> TASK STATEMENT:
Copy out the rows below word for word, starting at the line that contains "Indicate the black pickup" and ending at the line that contains "x=20, y=193", both ends included.

> SUPPLIED MATERIAL:
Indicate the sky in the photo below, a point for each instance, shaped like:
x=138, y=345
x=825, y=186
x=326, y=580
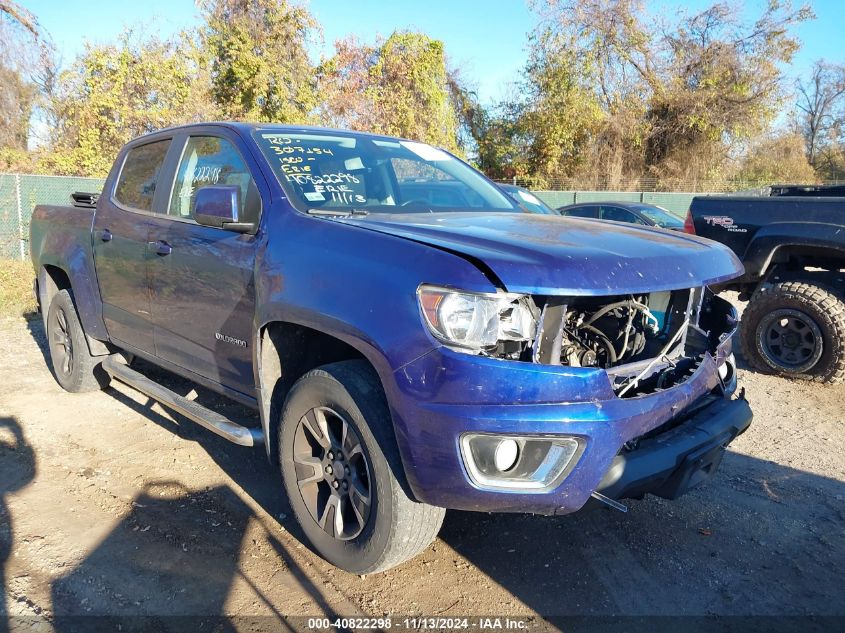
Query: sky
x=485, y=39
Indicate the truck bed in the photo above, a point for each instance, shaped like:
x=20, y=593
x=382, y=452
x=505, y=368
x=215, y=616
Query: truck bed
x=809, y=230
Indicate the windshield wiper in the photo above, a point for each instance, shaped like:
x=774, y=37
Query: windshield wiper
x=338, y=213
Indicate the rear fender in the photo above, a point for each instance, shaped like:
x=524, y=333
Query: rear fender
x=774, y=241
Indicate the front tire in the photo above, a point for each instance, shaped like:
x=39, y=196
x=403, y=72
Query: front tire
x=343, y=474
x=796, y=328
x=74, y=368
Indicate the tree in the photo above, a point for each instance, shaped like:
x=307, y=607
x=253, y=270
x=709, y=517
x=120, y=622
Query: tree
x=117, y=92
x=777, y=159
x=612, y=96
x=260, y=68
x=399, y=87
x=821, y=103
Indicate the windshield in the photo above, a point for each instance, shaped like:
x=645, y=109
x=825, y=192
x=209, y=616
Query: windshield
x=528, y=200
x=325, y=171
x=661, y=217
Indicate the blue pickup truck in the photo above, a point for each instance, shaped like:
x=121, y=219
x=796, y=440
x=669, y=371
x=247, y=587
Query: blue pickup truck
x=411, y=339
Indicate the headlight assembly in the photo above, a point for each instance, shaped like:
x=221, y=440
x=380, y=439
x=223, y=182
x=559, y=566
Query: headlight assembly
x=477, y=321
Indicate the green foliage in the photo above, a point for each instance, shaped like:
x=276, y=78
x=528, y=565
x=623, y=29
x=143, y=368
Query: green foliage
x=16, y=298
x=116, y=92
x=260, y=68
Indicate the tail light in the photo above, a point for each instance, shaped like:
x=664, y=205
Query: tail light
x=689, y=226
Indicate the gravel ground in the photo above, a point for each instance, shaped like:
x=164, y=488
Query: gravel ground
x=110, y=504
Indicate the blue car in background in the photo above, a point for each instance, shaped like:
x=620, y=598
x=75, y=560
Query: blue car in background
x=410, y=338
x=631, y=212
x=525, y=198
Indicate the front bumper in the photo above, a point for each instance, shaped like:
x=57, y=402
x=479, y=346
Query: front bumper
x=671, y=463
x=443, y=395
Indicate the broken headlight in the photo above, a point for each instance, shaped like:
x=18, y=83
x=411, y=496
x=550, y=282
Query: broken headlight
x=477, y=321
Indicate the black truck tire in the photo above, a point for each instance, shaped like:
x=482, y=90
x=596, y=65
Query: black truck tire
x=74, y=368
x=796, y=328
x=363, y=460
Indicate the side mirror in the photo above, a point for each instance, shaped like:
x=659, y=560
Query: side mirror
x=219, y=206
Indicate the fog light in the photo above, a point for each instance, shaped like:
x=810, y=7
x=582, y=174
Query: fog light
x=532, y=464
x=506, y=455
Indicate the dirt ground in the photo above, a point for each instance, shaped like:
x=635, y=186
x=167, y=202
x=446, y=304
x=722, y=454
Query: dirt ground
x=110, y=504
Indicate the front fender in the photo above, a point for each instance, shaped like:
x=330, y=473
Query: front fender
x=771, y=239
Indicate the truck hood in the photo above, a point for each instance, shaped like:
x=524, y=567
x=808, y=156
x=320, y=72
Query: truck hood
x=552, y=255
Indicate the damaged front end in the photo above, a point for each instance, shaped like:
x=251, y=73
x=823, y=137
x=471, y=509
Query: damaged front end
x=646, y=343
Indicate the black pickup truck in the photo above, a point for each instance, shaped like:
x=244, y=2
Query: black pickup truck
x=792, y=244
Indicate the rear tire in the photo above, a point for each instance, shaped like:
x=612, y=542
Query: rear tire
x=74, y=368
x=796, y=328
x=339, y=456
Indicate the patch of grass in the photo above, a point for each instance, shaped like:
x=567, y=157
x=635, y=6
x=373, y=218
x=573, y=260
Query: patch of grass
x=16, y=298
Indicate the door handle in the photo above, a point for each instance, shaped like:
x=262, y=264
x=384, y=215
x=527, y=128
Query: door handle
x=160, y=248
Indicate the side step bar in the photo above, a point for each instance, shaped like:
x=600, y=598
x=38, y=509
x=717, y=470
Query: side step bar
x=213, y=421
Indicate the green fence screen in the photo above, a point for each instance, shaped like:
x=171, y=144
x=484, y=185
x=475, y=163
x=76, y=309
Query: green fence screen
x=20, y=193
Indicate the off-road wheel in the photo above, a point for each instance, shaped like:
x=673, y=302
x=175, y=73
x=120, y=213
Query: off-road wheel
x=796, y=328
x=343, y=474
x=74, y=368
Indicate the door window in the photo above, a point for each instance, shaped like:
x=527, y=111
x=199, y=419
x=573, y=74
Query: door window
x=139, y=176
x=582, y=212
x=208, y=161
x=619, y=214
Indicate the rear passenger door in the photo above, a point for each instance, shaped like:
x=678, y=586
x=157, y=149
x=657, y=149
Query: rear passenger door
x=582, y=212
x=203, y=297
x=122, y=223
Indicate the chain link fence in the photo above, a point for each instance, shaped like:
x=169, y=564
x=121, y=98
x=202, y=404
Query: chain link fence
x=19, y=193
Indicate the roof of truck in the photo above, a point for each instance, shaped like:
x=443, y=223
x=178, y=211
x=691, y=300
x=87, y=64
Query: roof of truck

---

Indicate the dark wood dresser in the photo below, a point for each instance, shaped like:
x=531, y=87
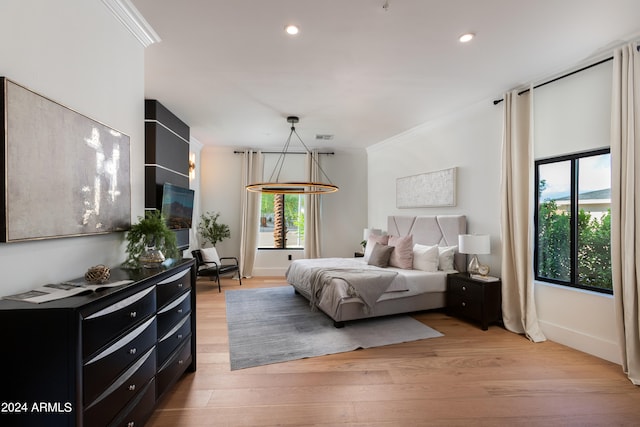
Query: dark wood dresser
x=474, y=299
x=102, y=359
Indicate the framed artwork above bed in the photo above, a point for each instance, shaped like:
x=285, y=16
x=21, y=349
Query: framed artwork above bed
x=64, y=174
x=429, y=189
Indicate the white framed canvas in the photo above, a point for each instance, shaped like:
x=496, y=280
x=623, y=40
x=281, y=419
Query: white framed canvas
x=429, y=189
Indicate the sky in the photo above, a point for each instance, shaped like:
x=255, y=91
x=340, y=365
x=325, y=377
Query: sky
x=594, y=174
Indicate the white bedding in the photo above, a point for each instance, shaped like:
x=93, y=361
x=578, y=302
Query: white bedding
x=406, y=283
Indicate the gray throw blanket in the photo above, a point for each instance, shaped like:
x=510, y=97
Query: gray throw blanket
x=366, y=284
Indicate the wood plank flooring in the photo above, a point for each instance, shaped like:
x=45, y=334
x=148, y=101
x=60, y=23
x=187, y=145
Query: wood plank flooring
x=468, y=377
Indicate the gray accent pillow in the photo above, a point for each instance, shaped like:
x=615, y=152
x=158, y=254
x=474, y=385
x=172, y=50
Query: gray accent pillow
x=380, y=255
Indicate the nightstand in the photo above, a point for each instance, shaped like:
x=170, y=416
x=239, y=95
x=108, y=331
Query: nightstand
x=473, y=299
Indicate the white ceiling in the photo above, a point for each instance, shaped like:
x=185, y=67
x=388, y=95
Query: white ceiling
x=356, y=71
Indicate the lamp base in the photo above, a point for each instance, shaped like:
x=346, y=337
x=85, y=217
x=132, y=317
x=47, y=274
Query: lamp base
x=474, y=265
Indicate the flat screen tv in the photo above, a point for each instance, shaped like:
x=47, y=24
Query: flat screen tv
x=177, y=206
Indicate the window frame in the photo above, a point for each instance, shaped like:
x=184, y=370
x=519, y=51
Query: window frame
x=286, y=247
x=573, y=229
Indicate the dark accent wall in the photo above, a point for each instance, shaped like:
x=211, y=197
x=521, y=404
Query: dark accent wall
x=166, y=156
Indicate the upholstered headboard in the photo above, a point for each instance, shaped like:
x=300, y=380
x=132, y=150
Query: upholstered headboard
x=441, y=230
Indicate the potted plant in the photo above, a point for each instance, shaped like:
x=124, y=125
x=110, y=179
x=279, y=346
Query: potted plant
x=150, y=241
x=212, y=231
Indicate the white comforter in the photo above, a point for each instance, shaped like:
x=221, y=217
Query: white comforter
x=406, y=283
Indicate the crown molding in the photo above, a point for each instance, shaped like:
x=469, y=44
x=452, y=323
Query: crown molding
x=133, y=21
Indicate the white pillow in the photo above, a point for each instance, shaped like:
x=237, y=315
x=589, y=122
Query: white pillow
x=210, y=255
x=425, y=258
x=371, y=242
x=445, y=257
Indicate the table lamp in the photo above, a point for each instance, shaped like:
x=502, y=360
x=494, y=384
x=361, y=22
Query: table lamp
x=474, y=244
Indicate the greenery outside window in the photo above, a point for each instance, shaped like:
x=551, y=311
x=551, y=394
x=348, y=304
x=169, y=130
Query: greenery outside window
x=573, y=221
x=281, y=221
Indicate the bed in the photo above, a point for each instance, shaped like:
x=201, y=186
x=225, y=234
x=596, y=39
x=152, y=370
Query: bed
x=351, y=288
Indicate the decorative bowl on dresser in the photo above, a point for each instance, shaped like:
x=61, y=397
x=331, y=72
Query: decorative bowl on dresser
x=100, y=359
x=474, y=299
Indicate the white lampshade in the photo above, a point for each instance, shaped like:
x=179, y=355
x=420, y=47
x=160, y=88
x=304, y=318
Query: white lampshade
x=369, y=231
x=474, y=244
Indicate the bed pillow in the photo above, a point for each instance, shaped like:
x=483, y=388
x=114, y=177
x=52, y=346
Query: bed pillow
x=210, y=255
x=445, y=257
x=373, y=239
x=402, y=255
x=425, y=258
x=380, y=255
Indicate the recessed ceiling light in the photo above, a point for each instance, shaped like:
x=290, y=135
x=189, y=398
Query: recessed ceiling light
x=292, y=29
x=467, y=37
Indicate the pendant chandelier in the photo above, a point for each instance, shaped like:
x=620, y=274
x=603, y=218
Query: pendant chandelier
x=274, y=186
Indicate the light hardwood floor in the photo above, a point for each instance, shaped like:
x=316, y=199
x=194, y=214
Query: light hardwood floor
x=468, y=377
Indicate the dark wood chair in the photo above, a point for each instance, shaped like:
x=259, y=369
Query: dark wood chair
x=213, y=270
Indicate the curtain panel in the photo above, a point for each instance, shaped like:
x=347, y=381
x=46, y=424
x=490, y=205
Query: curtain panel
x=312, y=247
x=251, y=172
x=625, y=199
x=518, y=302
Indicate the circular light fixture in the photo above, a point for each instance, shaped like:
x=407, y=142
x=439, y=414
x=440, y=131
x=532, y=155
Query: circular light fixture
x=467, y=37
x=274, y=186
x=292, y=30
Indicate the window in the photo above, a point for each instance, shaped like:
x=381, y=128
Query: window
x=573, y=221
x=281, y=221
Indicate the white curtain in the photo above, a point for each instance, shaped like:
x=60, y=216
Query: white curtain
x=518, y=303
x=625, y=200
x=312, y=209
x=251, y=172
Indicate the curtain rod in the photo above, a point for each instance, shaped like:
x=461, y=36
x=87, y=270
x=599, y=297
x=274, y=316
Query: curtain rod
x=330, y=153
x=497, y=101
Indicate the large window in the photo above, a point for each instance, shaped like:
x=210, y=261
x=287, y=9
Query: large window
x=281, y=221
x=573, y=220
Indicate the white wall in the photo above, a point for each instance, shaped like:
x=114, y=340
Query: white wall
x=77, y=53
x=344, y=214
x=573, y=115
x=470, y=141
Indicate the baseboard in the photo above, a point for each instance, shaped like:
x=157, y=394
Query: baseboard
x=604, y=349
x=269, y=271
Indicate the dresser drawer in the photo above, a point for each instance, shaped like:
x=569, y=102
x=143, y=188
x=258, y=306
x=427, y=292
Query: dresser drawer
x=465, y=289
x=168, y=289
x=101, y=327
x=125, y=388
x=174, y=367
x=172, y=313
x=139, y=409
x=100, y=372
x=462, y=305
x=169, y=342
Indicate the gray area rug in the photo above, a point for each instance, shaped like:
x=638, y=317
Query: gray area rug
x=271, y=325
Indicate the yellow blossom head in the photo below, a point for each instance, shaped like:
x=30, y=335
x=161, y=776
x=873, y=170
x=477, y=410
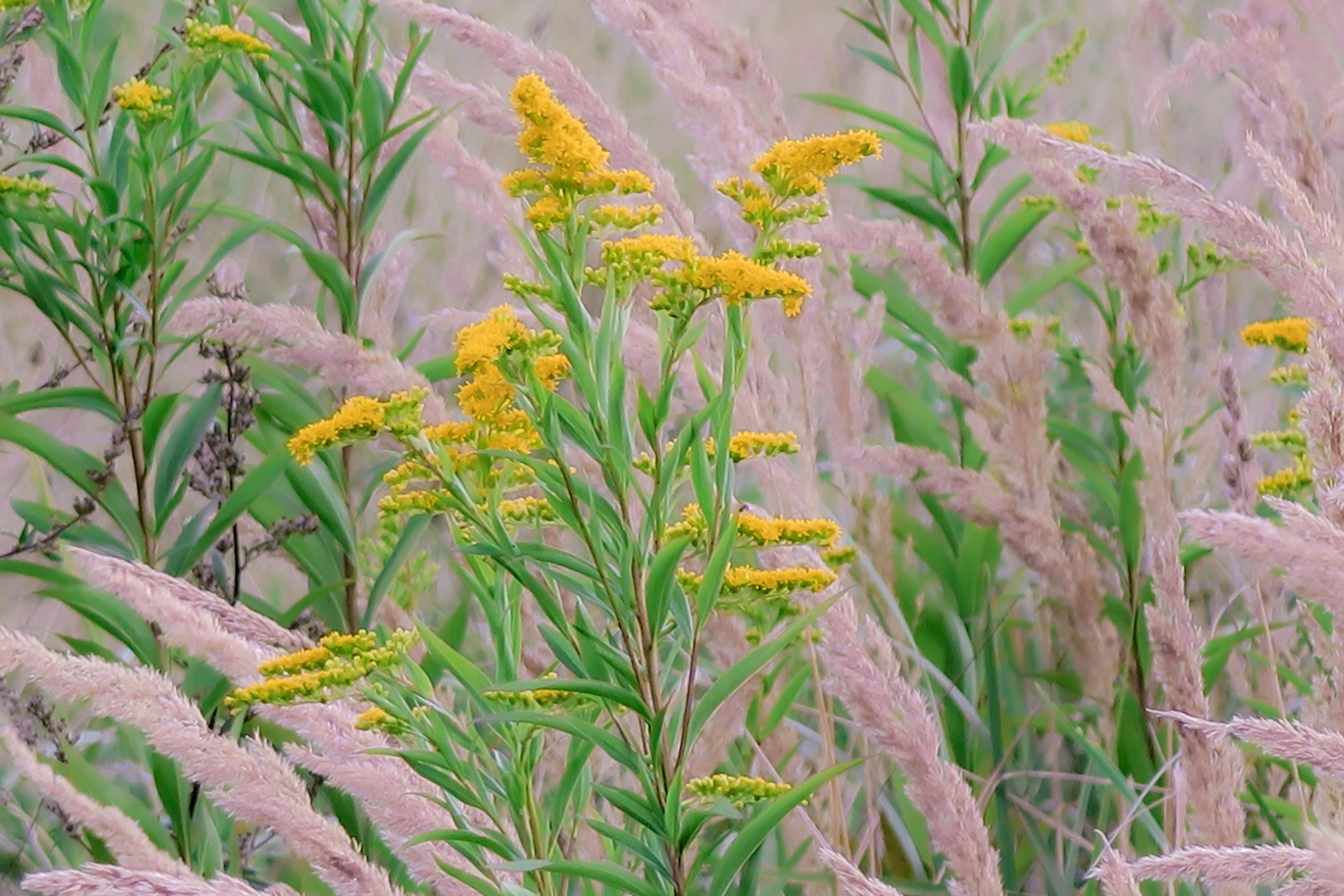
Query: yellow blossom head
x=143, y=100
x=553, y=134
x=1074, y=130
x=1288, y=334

==

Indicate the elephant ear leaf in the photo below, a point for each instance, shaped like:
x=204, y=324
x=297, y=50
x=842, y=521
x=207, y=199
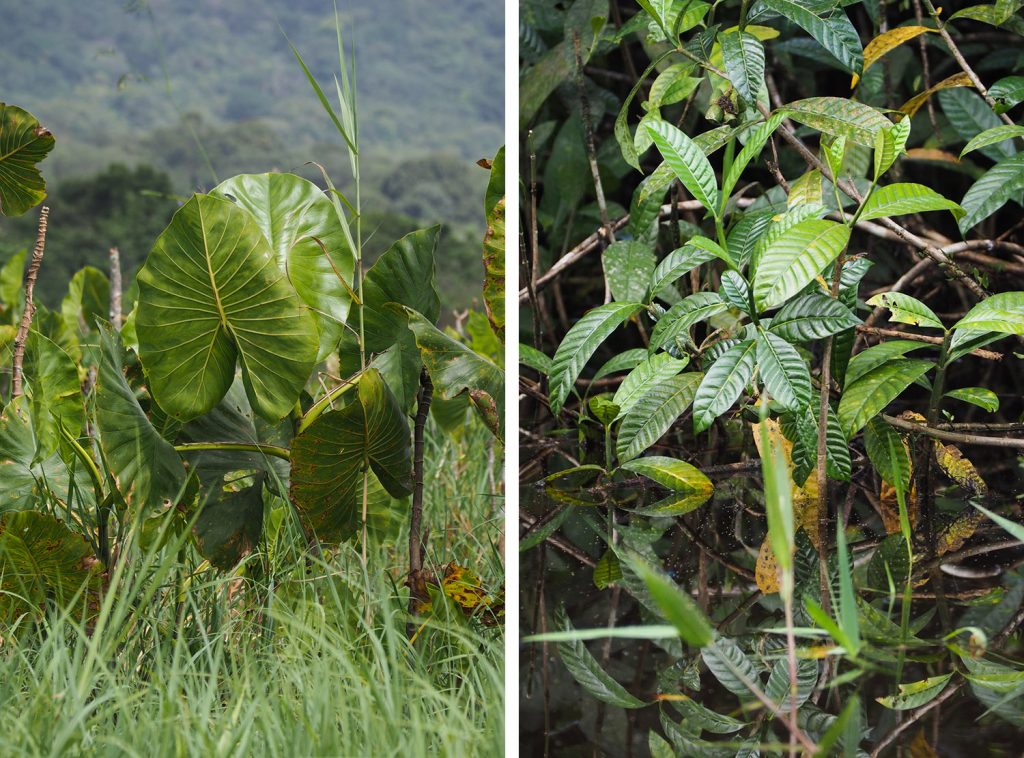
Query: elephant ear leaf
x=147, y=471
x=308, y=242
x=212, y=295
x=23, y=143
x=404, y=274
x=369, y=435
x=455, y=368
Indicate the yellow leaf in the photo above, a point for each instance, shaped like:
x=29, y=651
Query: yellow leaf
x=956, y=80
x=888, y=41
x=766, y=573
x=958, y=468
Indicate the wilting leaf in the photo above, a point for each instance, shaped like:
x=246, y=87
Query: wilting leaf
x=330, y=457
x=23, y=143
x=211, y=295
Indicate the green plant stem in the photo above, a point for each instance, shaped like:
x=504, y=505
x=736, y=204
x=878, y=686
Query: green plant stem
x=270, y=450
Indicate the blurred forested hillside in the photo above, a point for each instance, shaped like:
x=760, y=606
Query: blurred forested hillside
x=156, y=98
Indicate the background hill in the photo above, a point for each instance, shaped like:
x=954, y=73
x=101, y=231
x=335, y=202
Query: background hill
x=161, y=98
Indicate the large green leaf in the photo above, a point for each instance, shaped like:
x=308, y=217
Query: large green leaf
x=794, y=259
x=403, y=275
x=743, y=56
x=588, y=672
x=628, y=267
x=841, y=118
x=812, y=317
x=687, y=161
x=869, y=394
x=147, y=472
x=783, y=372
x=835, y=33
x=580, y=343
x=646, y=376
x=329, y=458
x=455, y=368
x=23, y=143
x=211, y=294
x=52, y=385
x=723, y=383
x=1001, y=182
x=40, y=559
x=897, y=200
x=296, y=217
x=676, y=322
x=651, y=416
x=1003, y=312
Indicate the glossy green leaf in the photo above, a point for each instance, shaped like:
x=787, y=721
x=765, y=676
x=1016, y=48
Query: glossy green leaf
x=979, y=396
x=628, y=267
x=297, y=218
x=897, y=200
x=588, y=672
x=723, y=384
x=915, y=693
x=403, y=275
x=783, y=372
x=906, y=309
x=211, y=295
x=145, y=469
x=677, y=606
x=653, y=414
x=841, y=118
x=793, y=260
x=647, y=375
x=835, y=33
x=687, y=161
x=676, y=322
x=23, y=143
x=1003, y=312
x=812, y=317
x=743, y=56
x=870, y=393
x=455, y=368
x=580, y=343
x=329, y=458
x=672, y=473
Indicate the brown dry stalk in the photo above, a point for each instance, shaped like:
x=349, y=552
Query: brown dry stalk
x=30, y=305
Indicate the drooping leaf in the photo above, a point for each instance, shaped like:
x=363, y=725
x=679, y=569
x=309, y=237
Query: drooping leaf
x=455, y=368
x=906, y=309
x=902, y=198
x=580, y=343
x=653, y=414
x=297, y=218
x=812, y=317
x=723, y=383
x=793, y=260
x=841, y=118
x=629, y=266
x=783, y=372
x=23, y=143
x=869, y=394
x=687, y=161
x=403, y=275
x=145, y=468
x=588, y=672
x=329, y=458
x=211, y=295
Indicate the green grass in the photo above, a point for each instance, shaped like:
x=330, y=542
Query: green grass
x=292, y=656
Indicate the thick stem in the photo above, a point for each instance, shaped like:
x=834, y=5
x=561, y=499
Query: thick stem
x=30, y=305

> ANSWER:
Indicate the black pickup truck in the photo above, a point for each instance, shaped like:
x=244, y=2
Query: black pickup truck
x=792, y=244
Indicate the rear tire in the photo above, a point for each instance, shaped like:
x=612, y=542
Query: rear tire
x=74, y=368
x=796, y=328
x=339, y=456
Indicate the patch of grass in the photo above, a point for each instance, shaped like:
x=567, y=157
x=635, y=6
x=373, y=218
x=573, y=260
Query: patch of grass
x=16, y=298
Indicate the door handle in the photo above, a point for each instance, shaped like:
x=262, y=264
x=384, y=215
x=527, y=128
Query: door handle
x=160, y=248
Indicate the side step bar in the photo above, a point for each instance, shaped like:
x=600, y=598
x=38, y=509
x=717, y=470
Query: side step bar
x=213, y=421
Indicate the green fence screen in the photo above, a point for each instance, shaped like:
x=171, y=144
x=484, y=185
x=475, y=163
x=76, y=309
Query: green fence screen
x=20, y=193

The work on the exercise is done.